(Description of the task):
Copy nothing but the lines from the one containing "target: utility pole" through the last line of the records, repeated exactly and without pictures.

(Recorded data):
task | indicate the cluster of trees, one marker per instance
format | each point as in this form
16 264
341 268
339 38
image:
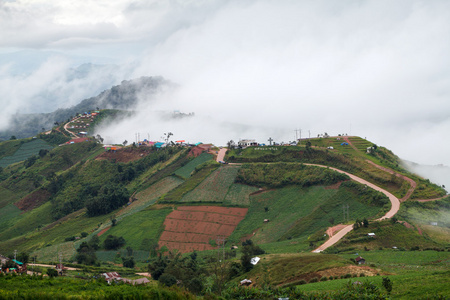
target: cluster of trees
175 269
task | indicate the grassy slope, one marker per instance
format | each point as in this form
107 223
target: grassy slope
186 171
415 274
215 187
144 224
296 213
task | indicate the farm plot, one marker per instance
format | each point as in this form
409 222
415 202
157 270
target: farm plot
215 187
239 194
149 196
185 171
25 151
192 227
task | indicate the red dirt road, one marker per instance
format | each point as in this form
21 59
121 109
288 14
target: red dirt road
395 206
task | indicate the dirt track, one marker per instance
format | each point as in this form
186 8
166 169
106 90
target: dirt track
221 154
395 206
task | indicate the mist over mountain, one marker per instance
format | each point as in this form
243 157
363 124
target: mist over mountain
124 96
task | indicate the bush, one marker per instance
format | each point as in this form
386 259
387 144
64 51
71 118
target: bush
52 272
167 279
315 279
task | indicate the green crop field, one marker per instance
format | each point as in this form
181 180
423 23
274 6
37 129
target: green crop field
149 196
186 171
146 224
296 213
7 213
25 151
239 194
414 274
215 187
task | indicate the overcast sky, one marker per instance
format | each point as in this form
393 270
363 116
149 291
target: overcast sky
377 69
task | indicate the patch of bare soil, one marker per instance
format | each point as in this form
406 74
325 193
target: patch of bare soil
33 200
125 155
354 270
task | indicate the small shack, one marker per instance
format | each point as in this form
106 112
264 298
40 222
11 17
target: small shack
360 260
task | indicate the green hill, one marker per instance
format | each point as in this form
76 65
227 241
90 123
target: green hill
70 198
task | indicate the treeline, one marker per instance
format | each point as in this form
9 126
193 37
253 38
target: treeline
100 186
282 174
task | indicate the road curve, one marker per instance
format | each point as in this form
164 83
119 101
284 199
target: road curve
395 206
221 154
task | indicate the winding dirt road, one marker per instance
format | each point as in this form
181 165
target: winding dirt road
395 206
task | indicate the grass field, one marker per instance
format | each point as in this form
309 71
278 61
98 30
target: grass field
186 171
415 274
25 151
387 236
139 226
239 194
215 187
296 213
7 213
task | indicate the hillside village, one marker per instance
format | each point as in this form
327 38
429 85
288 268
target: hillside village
150 211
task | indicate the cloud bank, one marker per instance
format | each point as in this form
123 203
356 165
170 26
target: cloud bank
377 69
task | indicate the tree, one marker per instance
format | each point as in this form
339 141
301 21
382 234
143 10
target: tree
128 262
387 284
167 136
113 242
52 272
167 279
365 222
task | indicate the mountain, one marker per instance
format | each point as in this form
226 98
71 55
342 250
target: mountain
170 209
124 96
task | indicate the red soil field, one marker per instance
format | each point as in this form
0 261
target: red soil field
192 227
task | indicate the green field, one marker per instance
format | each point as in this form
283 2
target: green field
186 171
296 213
25 151
144 224
239 194
215 187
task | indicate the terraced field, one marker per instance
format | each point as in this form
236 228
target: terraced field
215 187
192 228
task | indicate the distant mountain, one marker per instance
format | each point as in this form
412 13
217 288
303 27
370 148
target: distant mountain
124 97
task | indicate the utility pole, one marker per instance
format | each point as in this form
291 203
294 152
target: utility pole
221 239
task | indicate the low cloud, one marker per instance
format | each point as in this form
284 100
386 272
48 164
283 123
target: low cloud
377 69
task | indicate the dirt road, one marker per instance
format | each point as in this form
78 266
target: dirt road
221 154
395 206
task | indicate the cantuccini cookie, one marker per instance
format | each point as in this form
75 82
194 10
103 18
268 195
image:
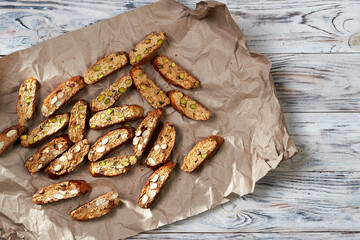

(Task result):
target: utility pole
221 239
task | indicate the low cloud, one marker per instance
format | each point as in this form
284 100
386 272
48 164
283 123
target: low cloud
377 69
task | indicate the dirt road, one marker per instance
format | each point as in this form
78 266
target: dirt road
221 154
395 206
task | indicate the cantuccini cookie, one marker per instance
format | each point as in this form
75 82
194 10
103 18
268 195
image:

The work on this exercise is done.